== PROBLEM TO SOLVE ==
Print all entries precisely as they are written.
"""
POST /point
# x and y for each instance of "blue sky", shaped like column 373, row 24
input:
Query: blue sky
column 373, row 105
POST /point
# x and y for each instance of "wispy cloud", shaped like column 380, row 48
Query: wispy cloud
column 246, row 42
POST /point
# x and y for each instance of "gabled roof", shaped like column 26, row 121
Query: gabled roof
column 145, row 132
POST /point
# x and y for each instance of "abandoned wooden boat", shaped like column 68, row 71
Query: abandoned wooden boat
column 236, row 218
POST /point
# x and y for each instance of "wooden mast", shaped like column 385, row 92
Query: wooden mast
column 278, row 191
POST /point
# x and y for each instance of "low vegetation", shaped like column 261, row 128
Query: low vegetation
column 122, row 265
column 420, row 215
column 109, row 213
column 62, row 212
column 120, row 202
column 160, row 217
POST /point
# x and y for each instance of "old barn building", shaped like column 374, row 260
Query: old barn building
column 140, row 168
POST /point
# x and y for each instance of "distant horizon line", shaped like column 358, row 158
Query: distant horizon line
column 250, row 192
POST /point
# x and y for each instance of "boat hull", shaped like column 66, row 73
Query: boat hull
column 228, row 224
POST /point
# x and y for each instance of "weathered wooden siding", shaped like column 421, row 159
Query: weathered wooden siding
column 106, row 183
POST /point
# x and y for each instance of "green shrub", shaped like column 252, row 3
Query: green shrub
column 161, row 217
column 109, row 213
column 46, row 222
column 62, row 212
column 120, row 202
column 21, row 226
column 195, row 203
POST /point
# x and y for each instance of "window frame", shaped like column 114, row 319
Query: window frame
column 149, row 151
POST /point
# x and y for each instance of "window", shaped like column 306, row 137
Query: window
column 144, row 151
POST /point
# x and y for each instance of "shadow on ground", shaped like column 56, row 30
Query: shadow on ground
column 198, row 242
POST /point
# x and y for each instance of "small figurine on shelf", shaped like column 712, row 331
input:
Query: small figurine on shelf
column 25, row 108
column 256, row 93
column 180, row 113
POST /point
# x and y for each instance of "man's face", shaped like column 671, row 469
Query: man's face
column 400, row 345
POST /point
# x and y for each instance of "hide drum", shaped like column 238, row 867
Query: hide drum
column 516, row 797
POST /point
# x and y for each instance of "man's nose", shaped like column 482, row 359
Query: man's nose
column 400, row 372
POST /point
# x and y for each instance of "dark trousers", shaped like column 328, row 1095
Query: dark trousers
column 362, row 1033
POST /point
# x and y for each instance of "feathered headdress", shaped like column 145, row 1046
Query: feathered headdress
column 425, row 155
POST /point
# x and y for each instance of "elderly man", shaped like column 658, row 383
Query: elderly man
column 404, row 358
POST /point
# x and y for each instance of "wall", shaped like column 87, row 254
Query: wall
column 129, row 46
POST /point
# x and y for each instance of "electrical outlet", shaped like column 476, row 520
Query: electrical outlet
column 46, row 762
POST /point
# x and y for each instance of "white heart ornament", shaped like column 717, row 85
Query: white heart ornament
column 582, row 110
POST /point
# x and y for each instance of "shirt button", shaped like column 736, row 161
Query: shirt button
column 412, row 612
"""
== WRITTEN ANSWER ==
POST /point
# x and y for each instance of "blue sky", shaped like column 373, row 24
input:
Query: blue sky
column 373, row 105
POST /point
# x and y for each instance of "wispy cloud", shaped like column 380, row 48
Query: wispy cloud
column 246, row 42
POST /point
# x and y for each instance of "gabled roof", shaped like column 26, row 121
Query: gabled roof
column 145, row 132
POST /point
# x and y for each instance of "abandoned wooden boat", shaped like column 68, row 71
Query: abandoned wooden boat
column 236, row 218
POST /point
# x and y for each instance of "wooden mast", shaped like column 385, row 92
Query: wooden mast
column 278, row 191
POST /point
# x and y for each instance of "low vegetation", shaped like column 261, row 128
Query: low vegetation
column 122, row 265
column 420, row 215
column 109, row 213
column 62, row 212
column 120, row 202
column 160, row 217
POST /point
# x and y for each instance of "old barn building", shaped like column 374, row 260
Query: old barn building
column 140, row 168
POST /point
# x and y for each instance of "distant horizon line", shaped like column 358, row 158
Query: distant horizon line
column 250, row 192
POST /point
# x and y for each instance of "boat hull", shaped like column 66, row 73
Query: boat hull
column 228, row 224
POST /point
# x and y for each instance of "weathered wooden siding", shaped like column 421, row 159
Query: weathered wooden siding
column 106, row 183
POST /point
# x and y for each instance of "green shrub", shaped like column 252, row 3
Query: green shrub
column 161, row 217
column 109, row 213
column 46, row 222
column 62, row 212
column 120, row 202
column 21, row 226
column 195, row 203
POST /point
# x and y for each instance of "window frame", shaped like column 114, row 319
Query: window frame
column 149, row 151
POST /point
# x and y for each instance of "window", shaped like column 306, row 137
Query: window
column 144, row 151
POST /point
# x and y for each instance of "shadow on ground", shaped like column 56, row 30
Query: shadow on ground
column 198, row 242
POST /point
# x and y for each instance of "small figurine on shelf", shaped like column 712, row 331
input:
Query: small figurine on shelf
column 25, row 108
column 256, row 93
column 180, row 113
POST /point
# x and y for each instance of "man's face", shaped like column 671, row 469
Query: man's face
column 400, row 345
POST /point
# x and y for each instance of "hide drum", shaped like column 238, row 867
Query: hide drum
column 516, row 797
POST /point
# x and y for each instance of "man's nose", shaped like column 482, row 359
Query: man's nose
column 400, row 372
POST /point
# x and y for each instance of "dark trousers", shaped like column 328, row 1095
Query: dark trousers
column 362, row 1033
POST /point
# x and y for each instance of "feathered headdress", shaped like column 145, row 1046
Query: feathered headdress
column 425, row 155
POST /point
# x and y for each instance of "elderly man", shaped like column 658, row 383
Query: elderly man
column 404, row 358
POST /point
# x and y for each instance of "wall", shaped like column 87, row 254
Query: wall
column 129, row 46
POST /point
# x and y for each instance of "electrical outlet", shaped like column 476, row 520
Query: electrical outlet
column 46, row 762
POST /point
# x and y for each instance of "white heart ornament", shaped like column 717, row 85
Query: white heart ornament
column 582, row 110
POST /point
# x and y for each instance of "shirt button", shaped like column 736, row 161
Query: shirt button
column 412, row 612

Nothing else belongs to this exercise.